- **Data lines**
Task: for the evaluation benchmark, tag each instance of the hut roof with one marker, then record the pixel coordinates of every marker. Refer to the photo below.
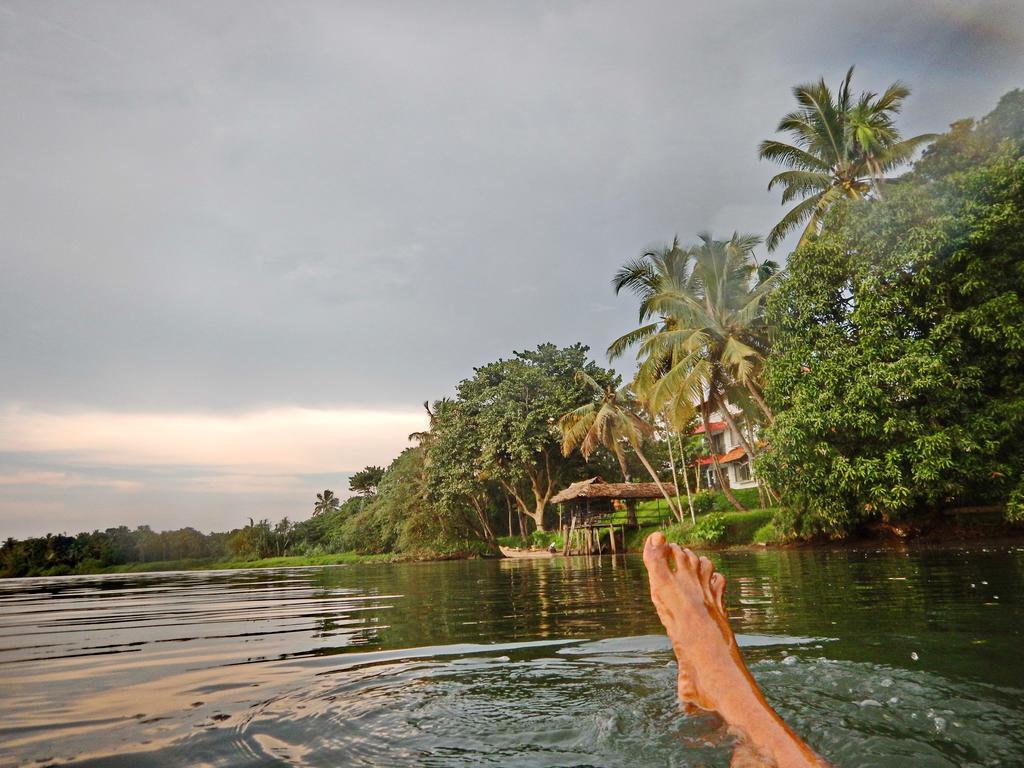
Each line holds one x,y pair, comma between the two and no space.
595,487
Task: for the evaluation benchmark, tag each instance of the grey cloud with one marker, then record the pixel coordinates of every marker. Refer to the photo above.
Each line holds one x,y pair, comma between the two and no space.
223,206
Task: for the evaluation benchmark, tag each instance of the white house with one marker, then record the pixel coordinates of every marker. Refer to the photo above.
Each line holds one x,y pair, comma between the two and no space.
731,456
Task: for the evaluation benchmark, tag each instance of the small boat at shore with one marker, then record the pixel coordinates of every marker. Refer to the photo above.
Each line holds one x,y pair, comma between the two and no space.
525,554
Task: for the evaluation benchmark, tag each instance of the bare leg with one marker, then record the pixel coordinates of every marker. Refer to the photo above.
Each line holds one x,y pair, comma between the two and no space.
689,598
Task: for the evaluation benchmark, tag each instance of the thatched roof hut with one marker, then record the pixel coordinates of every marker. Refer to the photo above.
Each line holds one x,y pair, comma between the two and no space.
595,487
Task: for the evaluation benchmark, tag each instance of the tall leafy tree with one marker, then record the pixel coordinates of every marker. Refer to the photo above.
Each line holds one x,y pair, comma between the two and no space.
509,409
702,337
366,480
610,421
900,350
842,146
326,502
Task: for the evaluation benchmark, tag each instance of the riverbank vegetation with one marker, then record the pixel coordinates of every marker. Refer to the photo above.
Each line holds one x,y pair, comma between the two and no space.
877,378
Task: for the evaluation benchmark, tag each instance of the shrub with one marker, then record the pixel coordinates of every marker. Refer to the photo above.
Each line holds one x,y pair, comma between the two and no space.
704,503
766,534
710,528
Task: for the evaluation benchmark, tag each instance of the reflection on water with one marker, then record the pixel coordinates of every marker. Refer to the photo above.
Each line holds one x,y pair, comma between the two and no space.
877,657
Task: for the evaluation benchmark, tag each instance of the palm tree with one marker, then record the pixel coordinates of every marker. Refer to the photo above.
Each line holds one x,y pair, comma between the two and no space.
708,343
610,421
841,148
326,502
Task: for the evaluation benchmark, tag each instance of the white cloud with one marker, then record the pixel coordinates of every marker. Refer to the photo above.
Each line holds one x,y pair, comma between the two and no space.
279,441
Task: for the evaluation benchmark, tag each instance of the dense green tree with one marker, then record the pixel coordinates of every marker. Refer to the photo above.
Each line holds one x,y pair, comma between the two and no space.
899,374
366,480
704,336
842,147
610,421
508,412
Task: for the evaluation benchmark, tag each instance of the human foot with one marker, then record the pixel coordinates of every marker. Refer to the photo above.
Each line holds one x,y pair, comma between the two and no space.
689,597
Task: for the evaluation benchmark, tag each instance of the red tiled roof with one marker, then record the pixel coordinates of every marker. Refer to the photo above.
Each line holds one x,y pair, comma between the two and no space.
734,455
716,426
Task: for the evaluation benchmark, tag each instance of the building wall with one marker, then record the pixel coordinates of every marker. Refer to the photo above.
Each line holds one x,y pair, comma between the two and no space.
729,440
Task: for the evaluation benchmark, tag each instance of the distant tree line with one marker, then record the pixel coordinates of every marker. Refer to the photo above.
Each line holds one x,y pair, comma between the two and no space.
880,375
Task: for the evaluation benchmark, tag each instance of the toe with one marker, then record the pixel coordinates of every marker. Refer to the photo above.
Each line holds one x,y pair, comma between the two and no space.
654,554
691,559
705,569
718,590
677,556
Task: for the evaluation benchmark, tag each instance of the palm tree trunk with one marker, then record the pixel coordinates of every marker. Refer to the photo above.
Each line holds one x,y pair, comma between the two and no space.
758,398
686,479
718,467
748,445
631,506
653,475
675,477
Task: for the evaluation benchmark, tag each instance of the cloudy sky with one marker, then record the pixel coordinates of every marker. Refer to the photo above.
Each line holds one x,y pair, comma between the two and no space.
242,242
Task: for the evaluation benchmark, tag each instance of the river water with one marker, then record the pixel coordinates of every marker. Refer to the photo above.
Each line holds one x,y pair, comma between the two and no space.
876,657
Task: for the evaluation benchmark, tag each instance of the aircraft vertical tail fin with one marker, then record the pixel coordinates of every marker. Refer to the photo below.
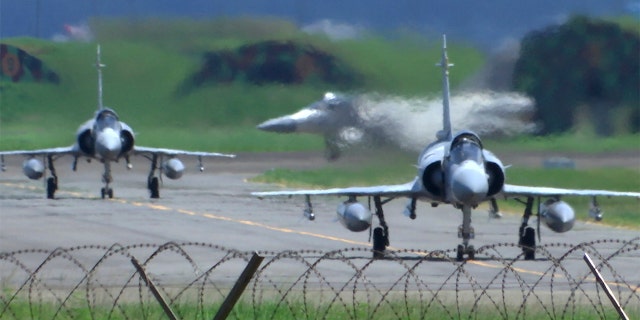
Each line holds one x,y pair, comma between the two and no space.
99,66
445,133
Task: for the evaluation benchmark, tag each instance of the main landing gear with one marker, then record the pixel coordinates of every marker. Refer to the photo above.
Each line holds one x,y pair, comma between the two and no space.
52,182
466,232
526,233
381,233
153,182
106,179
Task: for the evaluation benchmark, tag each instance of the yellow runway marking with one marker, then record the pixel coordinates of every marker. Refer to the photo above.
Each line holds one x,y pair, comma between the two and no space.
278,229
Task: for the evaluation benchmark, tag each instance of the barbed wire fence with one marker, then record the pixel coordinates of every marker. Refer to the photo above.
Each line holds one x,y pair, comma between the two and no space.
311,284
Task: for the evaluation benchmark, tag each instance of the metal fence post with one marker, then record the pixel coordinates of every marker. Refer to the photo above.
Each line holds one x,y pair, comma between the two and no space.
239,287
154,290
604,286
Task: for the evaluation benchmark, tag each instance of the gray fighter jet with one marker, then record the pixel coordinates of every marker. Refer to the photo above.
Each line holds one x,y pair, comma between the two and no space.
456,170
334,117
106,139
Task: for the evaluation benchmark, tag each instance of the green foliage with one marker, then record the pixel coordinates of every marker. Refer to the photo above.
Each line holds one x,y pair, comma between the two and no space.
147,60
583,63
390,309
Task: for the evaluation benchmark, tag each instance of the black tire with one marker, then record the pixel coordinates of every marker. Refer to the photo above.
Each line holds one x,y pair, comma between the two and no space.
471,252
529,243
51,187
379,243
154,188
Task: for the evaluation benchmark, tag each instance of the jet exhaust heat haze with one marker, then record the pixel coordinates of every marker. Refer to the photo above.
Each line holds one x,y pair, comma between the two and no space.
410,123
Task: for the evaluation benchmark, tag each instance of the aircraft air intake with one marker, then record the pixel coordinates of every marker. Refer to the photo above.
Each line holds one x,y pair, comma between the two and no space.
496,177
86,143
354,216
558,215
33,168
127,141
433,179
173,168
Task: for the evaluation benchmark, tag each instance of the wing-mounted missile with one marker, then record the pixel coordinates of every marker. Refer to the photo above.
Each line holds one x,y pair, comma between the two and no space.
173,168
33,168
354,215
557,215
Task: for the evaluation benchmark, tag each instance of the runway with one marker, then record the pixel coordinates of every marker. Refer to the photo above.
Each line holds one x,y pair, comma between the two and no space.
215,207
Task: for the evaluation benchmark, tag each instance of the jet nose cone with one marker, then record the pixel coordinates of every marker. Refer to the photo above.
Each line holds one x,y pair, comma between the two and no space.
108,144
280,125
469,184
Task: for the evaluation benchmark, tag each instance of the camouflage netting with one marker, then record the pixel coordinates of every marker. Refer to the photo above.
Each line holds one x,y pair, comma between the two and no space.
18,65
265,62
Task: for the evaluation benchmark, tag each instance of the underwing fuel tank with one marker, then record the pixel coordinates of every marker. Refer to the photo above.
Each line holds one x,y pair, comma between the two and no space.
354,216
558,215
173,168
33,168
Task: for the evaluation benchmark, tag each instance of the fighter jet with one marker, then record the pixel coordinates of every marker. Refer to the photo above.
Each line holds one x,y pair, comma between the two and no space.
455,169
334,117
106,139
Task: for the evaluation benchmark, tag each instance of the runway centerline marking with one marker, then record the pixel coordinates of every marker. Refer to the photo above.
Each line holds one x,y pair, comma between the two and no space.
158,207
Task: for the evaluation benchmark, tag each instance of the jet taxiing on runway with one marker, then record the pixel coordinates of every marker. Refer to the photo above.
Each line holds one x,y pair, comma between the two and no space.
456,170
107,139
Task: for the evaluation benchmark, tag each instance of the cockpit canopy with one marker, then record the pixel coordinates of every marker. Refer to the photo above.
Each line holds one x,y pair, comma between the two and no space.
107,118
330,101
466,146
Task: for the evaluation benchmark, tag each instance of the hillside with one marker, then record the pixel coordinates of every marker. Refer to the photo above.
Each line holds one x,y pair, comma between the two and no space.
143,74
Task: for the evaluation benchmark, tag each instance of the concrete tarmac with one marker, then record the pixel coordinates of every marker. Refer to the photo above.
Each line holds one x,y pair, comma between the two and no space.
215,207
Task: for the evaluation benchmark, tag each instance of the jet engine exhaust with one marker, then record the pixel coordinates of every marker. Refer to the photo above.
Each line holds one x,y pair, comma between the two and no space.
411,122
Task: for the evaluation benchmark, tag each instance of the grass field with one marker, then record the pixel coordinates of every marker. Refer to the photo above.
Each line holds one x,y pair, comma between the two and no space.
146,64
398,309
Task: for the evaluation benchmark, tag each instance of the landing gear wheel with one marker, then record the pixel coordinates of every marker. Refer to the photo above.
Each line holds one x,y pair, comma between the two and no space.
106,192
154,188
379,243
528,243
51,187
469,250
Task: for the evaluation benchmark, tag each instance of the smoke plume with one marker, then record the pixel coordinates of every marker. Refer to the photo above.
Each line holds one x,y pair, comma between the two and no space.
412,123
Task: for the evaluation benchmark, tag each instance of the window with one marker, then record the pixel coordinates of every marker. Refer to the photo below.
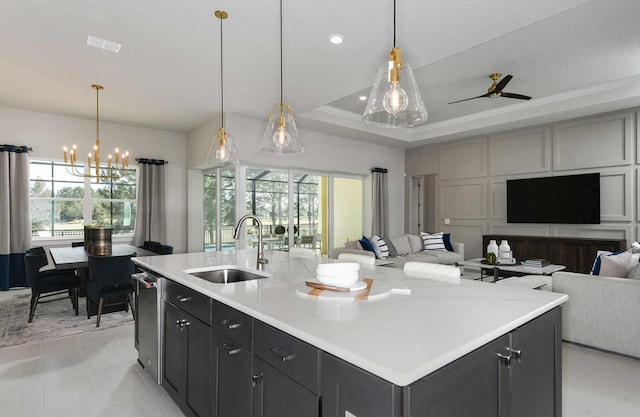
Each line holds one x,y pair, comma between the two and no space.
227,181
61,203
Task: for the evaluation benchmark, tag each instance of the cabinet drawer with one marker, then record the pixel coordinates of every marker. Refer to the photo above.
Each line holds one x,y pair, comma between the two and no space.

- **Required work**
The lines to be quoted run from the line containing "the jet engine" through the end of the entries above, both included; quote them exactly and leave out any pictures.

- **Response below**
Task: for the evaluation benchmark, tag each instance of the jet engine exhaust with one marker, then record the pixel coordinates of every marker. Refer to the photo above.
Each line holds one x,y pair, comma between the two and no space.
411,122
Task: for the evaluation benchmark, tag each instance of the grass field with one marker, then record the pixel coordinates of every marker. Refer to the photo above.
Each line holds one x,y pair, comma between the two and no space.
146,64
398,309
Task: for the evaluation benchmark, tag each instance of the landing gear wheel with one marker, then record the pixel coordinates of every marker. Refer to the photo above.
Each line holds one x,y pair, comma between the two and no space.
106,192
154,188
379,243
528,243
51,187
469,250
Task: for the evaluation benchmark, tag each instance of the smoke plume with one marker, then record the pixel coordinates of every marker. Refer to the photo above.
Each line holds one x,y pair, comma between the two and no space.
412,123
Task: for the evaluation benchmark, tag each instance of the window with one marker, then record the pixel coordinates of every marker. Refer to the photo below.
Each line holds one x,y pair, comma between the two and no space.
227,181
61,203
Task: for the evaluation benchmark, tag each instance of the cabinet drawer with one marker, then record the pixel coordinates of every marker. Refer to the photo above.
Each line holds one x,y pair, comma between the two and no space.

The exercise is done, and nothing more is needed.